WHAT THE TASK REQUIRES:
Begin at the line that contains "of the tall" and stop at the end of the records. Write out every line in that span, requests included, and shift each coordinate in the answers by adding 138 to it.

RECORD LIST:
════

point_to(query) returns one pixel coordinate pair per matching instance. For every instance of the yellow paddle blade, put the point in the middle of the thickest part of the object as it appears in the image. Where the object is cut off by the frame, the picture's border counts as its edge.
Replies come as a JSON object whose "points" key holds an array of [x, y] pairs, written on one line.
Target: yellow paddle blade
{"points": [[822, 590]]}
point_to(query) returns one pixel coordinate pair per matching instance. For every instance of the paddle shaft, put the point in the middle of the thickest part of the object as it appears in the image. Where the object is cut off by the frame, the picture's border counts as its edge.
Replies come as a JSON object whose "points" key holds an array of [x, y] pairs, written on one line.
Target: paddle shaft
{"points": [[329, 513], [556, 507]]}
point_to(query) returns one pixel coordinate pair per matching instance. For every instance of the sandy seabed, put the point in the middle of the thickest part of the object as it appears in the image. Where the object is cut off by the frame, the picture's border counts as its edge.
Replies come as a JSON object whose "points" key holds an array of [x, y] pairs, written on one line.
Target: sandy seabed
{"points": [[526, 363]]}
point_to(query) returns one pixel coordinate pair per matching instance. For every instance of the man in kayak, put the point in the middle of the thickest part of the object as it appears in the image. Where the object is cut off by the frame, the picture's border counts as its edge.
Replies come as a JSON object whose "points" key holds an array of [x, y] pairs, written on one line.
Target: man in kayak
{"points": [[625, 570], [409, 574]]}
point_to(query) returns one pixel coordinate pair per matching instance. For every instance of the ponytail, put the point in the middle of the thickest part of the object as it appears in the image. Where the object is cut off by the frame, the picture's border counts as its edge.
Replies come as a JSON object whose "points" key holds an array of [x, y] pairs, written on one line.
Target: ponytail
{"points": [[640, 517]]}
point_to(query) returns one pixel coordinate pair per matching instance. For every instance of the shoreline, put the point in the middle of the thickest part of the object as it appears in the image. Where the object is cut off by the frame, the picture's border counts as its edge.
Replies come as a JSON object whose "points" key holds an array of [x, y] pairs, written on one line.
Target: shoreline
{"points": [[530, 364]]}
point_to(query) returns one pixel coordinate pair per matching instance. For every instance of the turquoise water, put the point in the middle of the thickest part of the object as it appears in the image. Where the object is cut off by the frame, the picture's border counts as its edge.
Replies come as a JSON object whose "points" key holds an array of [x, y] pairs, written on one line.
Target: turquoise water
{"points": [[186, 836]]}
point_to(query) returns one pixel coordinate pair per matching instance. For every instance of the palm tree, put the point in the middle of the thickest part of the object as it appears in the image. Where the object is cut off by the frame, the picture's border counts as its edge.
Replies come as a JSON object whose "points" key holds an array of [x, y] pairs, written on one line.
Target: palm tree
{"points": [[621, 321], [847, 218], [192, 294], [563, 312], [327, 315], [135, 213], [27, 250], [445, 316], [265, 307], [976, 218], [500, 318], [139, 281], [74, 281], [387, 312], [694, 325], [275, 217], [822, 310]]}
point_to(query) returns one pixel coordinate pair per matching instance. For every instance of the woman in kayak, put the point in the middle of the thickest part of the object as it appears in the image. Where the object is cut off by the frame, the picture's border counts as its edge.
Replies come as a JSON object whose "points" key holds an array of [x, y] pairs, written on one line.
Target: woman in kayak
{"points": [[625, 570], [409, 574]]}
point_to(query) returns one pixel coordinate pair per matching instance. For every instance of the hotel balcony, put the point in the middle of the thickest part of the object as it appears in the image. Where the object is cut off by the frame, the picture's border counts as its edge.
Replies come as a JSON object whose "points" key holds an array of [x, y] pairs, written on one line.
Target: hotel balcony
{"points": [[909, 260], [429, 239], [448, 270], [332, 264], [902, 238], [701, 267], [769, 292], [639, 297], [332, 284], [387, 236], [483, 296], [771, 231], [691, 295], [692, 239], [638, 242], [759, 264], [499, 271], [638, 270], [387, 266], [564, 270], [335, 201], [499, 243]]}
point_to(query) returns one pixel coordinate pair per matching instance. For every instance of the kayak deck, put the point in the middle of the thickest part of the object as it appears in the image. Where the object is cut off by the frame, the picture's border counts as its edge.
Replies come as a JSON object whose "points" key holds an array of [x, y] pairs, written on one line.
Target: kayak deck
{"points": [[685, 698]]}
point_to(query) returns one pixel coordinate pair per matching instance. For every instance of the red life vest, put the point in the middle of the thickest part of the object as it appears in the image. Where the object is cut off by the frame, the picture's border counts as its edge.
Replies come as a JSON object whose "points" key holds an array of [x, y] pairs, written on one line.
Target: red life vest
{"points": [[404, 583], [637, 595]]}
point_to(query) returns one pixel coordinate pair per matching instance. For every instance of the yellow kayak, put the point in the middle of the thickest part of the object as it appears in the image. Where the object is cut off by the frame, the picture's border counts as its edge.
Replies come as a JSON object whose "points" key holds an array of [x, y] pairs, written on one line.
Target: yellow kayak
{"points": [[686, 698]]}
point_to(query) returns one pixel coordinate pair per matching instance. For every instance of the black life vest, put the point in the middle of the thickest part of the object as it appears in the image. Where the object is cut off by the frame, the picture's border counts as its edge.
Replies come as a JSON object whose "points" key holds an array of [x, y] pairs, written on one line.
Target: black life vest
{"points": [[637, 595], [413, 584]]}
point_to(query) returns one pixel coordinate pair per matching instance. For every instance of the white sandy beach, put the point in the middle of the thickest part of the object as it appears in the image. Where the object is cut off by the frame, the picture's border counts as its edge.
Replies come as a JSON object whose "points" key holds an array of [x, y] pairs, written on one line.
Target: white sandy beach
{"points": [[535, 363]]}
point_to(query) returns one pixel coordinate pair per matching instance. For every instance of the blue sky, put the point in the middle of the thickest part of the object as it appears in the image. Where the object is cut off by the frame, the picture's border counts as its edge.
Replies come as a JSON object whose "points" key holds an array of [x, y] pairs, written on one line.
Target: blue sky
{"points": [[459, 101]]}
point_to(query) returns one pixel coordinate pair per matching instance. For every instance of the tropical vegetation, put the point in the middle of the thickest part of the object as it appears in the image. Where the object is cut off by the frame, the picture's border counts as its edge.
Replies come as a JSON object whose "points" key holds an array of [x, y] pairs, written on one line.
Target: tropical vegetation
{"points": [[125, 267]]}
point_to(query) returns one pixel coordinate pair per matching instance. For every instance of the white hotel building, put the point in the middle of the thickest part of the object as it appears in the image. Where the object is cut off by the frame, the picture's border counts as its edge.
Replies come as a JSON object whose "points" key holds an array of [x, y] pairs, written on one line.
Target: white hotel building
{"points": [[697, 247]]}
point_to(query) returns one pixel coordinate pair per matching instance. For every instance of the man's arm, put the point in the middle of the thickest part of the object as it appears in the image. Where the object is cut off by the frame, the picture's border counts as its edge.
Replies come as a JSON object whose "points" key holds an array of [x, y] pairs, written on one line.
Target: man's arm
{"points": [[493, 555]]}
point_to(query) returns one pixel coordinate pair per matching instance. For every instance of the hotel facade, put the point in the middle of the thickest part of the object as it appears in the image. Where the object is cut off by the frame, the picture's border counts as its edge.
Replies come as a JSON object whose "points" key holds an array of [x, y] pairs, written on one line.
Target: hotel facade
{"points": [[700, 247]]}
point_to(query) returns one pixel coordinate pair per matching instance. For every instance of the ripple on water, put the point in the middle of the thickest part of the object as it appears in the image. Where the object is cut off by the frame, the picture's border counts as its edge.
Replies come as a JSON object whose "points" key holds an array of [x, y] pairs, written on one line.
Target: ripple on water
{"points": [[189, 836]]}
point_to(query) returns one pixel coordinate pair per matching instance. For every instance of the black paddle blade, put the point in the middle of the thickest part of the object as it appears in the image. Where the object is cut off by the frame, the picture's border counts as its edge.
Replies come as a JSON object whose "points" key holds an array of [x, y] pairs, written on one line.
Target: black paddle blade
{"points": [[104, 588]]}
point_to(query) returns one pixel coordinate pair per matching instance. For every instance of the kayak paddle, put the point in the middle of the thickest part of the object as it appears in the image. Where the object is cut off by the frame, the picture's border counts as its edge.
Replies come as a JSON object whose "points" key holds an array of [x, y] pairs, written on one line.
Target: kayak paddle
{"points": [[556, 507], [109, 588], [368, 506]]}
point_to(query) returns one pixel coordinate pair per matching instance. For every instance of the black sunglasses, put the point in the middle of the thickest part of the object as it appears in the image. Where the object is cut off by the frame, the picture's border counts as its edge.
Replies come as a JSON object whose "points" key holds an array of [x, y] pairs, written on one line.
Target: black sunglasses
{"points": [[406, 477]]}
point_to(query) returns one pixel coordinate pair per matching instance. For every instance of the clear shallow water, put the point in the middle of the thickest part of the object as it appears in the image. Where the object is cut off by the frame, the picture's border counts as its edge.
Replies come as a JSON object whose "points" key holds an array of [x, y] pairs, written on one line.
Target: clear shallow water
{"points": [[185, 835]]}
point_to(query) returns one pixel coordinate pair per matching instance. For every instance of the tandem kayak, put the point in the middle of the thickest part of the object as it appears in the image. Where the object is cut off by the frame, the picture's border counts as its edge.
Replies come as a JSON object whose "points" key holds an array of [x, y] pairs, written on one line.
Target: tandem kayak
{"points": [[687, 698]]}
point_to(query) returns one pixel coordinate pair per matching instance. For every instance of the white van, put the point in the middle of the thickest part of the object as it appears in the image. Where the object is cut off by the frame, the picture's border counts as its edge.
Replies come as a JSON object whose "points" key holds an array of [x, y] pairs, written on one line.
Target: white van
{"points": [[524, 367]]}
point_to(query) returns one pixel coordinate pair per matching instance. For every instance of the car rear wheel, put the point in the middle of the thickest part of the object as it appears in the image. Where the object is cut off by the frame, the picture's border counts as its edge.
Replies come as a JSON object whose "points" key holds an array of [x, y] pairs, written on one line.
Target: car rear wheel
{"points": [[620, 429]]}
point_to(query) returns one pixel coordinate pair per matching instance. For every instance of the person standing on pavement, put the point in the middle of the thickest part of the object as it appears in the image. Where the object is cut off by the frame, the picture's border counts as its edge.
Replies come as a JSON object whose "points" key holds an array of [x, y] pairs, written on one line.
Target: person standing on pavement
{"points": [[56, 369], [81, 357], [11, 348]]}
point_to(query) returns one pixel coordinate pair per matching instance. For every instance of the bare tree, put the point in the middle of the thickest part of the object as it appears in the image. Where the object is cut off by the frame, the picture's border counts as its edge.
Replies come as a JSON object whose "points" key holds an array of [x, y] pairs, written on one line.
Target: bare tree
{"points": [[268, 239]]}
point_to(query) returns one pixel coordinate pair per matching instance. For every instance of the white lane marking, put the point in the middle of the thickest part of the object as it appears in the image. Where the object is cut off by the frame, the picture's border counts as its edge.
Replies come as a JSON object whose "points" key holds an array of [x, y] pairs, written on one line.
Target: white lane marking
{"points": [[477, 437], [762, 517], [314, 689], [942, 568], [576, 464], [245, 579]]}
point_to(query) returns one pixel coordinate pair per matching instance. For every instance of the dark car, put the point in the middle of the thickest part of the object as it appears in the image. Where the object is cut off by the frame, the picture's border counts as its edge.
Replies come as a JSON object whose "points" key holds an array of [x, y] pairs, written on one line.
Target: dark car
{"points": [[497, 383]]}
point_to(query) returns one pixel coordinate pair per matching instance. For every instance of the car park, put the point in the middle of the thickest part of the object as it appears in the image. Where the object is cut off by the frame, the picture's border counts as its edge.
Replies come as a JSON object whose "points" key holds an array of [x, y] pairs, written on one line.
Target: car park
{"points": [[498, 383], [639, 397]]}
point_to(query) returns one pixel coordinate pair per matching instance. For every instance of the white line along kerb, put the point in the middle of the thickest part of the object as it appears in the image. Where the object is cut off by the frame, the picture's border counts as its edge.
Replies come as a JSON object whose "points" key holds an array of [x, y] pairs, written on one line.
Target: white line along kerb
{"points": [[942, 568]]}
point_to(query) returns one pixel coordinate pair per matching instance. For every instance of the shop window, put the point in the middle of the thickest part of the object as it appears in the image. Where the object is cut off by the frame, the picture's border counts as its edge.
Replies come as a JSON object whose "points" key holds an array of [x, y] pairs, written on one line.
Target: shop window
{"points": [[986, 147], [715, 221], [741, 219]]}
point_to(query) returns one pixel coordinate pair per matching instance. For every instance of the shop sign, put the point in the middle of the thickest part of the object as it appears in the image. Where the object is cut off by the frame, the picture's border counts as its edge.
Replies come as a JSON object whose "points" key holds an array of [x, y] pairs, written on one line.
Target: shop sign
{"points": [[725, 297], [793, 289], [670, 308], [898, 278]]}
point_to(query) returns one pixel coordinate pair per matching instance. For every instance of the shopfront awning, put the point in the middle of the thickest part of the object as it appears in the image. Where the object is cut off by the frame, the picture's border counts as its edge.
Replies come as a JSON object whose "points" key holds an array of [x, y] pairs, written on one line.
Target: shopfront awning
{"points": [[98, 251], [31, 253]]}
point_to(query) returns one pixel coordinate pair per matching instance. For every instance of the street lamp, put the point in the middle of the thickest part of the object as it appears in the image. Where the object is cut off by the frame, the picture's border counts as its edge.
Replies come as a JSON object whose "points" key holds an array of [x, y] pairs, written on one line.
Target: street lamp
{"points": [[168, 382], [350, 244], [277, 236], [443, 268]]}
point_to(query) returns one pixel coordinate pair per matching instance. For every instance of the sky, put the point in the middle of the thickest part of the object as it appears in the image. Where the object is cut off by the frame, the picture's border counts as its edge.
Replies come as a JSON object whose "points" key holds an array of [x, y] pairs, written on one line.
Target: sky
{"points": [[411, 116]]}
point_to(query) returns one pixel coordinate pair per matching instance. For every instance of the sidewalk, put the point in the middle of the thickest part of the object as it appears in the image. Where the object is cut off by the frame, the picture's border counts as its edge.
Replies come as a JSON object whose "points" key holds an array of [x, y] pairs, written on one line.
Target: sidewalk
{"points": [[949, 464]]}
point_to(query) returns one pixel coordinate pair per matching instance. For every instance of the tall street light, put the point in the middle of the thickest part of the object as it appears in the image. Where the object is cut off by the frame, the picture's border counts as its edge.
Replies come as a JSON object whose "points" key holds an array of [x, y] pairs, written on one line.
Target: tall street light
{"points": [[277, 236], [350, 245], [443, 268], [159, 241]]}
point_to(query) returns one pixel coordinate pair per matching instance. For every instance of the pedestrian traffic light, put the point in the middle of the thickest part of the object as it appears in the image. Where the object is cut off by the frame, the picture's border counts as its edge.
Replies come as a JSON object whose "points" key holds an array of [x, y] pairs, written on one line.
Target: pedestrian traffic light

════

THE REPLY:
point_to(query) returns one pixel coordinate pair per matching instance. For every instance of the tall street light, put the point in the middle of the thickest part of the object as it appears in the image. Where the object is cut off by the frame, the picture's border counts as its edge.
Replies come as a JSON object whose "points" key holds an array of [x, y] pairs, written on one line.
Target: tall street light
{"points": [[415, 374], [488, 383], [581, 406], [297, 379]]}
point_to(query) returns one pixel coordinate pair per matching instance. For every instance of the pedestrian traffic light, put the point in the middle of the thickest part of the object as it appears in the image. Where the object is cut off by the frame, the picture's border counts as its edge.
Replies come as a JSON object whose "points" key holds an array of [x, y] pairs, written on one line.
Target: pedestrian traffic light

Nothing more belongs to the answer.